Reproduce every line of the records below verbatim, with nothing changed, added, or left out.

(Location labeling records)
▽
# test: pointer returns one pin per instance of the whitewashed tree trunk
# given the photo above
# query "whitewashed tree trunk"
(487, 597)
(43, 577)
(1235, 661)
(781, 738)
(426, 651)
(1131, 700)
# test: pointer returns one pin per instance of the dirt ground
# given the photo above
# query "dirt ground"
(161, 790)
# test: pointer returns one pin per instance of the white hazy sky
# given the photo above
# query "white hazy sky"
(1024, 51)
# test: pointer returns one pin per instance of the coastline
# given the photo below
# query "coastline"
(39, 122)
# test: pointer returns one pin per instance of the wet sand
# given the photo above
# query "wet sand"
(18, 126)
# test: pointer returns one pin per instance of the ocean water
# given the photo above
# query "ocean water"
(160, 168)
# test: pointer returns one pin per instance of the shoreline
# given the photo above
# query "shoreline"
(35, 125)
△
__Solution to this problem__.
# test: pointer returns one pin per instance of the whitewashed tree trunk
# given the photo above
# query "whitewashed tree trunk"
(487, 597)
(43, 577)
(1235, 661)
(781, 738)
(426, 651)
(1131, 700)
# test: pointer returns one pin per instance of the dirt ground
# given the photo above
# query "dirt ground"
(161, 790)
# test: pointer returns one pin per instance of the white hazy sky
# given the photo above
# query "white hazy sky"
(1024, 51)
# test: pointer returns one pin per instance of the coastline
# given the photo below
# query "coastline"
(39, 122)
# test: pointer returns one pin per instance of the wet sand
# given the photo above
# query "wet sand"
(18, 126)
# test: pointer returns one pin per instance of the ocean water
# given the photo above
# query "ocean water"
(160, 168)
# test: pointer returns one pin per instance of the shoreline
# given the photo above
# query "shoreline"
(35, 125)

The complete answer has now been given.